> **Written task**: Repeat the listing in full. Nothing may be added or left out.
- - - -
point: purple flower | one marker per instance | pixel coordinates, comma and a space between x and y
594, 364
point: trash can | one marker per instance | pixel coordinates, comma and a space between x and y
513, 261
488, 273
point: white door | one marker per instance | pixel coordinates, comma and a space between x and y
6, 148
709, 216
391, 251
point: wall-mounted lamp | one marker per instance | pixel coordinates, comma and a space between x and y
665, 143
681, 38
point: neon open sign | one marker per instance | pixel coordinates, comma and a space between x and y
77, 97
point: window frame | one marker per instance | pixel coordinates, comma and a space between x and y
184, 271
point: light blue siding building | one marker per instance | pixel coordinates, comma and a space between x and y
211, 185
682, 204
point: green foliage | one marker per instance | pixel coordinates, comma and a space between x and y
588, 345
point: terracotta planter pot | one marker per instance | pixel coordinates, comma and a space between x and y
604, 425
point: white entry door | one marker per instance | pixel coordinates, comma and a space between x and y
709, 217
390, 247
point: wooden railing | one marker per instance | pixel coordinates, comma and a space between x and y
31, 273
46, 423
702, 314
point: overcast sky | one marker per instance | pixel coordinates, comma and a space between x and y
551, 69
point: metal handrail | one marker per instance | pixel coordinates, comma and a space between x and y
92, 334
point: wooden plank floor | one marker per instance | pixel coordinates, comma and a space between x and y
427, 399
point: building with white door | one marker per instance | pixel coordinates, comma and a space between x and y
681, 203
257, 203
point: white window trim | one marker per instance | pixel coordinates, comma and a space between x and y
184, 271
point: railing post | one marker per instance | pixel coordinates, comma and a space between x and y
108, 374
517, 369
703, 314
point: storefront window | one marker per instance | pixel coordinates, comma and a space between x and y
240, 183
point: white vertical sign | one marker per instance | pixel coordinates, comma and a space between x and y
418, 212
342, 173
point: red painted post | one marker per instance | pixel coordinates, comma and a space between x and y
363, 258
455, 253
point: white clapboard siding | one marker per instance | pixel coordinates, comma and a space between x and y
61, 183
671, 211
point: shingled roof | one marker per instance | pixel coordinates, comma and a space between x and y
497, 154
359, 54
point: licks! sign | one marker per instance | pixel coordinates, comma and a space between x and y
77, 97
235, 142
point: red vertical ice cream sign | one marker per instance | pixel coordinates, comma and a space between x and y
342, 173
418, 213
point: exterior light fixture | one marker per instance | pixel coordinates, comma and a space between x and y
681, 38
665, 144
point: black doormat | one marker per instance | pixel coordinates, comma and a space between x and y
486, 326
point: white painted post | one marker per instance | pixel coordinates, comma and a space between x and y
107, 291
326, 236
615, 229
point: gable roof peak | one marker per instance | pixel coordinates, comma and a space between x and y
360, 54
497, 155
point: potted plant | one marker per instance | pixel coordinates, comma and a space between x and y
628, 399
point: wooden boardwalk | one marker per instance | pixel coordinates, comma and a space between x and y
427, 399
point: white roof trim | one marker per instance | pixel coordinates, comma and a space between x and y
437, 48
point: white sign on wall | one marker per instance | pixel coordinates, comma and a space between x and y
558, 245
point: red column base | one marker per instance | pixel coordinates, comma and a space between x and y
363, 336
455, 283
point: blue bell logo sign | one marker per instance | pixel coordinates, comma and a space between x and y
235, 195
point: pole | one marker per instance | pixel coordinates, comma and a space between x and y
- - - -
> **Solution to this problem**:
point: purple flower | one marker per instance | pixel coordinates, comma and a space between x and y
594, 364
point: trash can | one marker per instance | pixel coordinates, comma and a space between x and y
513, 261
488, 273
point: white door | one marker per instance | pixel coordinates, comma and a space between x and y
6, 148
709, 216
391, 251
point: wall-mounted lamp | one marker per instance | pixel coordinates, comma and a space between x and y
665, 143
681, 38
point: neon open sign | one marker per instance | pixel coordinates, comma and a space between x and y
77, 97
point: window frame | one marker per instance | pixel coordinates, comma and a space between x and y
184, 271
point: light blue siding building | one marker per instance | pixel coordinates, comma and a space between x and y
211, 185
682, 204
point: green foliage | one marker per instance | pixel coordinates, comma and a space between x and y
588, 345
point: terracotta planter pot | one marker per instance | pixel coordinates, comma and a space between x and y
604, 425
point: white entry door | one marker per instance | pixel coordinates, comma and a space between x and y
709, 217
390, 247
point: wooden railing | one marker per instance | pixel coordinates, comma and a space between x and y
31, 273
46, 423
702, 314
point: overcast sky | one marker per instance | pixel coordinates, comma and a space between x and y
551, 69
point: metal handrail | one marker per instance | pixel coordinates, comma and a space between x and y
92, 334
point: wooden plank floor | one marker per instance | pixel coordinates, comma and a space between x and y
427, 399
point: building with white door | one marker per instance | pixel coordinates, comma and a space between x and y
681, 203
257, 203
point: white window trim | one marker per instance | pixel coordinates, comma and a space between x and y
184, 271
point: railing post | one marker per instance | pixel coordinates, comma and a space between x and y
108, 374
517, 369
703, 314
point: storefront window | one marker per instance | pixel coordinates, comma and a space between x and y
240, 183
point: white vertical sign | one marker per instance | pixel coordinates, comma and a space between x and y
418, 212
342, 173
point: red painted post | one marker per instance | pixel coordinates, comma and a space between x and y
363, 258
455, 253
point: white clapboard siding | one marker per instance | pixel coordinates, comma and a space between x and y
61, 183
671, 211
point: shingled roof | one marker per instance | pixel coordinates, comma and a space between x and y
497, 154
359, 54
point: licks! sign | one marker per instance | pixel coordinates, comma and a space between x and y
77, 97
235, 142
point: red vertical ice cream sign | one marker per instance | pixel coordinates, comma and a space between x and y
342, 173
418, 213
point: exterior light fixture | one marker per instance | pixel coordinates, comma and a space between x and y
681, 38
665, 144
point: black doormat | one marker per instance | pixel coordinates, comma and a space between x and y
486, 326
point: white painted post | one marker per instance | pixel coordinates, comma and a space between x and y
107, 291
326, 236
615, 229
point: gable roof peak | one marker per instance | pixel coordinates, comma and a space between x and y
360, 54
497, 155
point: potted plant | one marker per instance | pixel coordinates, comma and a space between x and y
628, 399
point: wooden boardwalk | one marker per instance | pixel coordinates, comma and a space between x and y
427, 399
point: white roof trim | one marker per instance | pixel coordinates, comma and a space between x and y
437, 48
point: white sign on wall | one marker per instance | pixel coordinates, comma and a space between x and y
558, 245
point: red column base | one marker per instance | pixel coordinates, comma and a space between x and y
363, 336
455, 283
point: blue bell logo sign | one marker per instance | pixel coordinates, comma and a space between x and y
235, 195
point: pole | one marker per instance | pixel coordinates, comma and a space between x and y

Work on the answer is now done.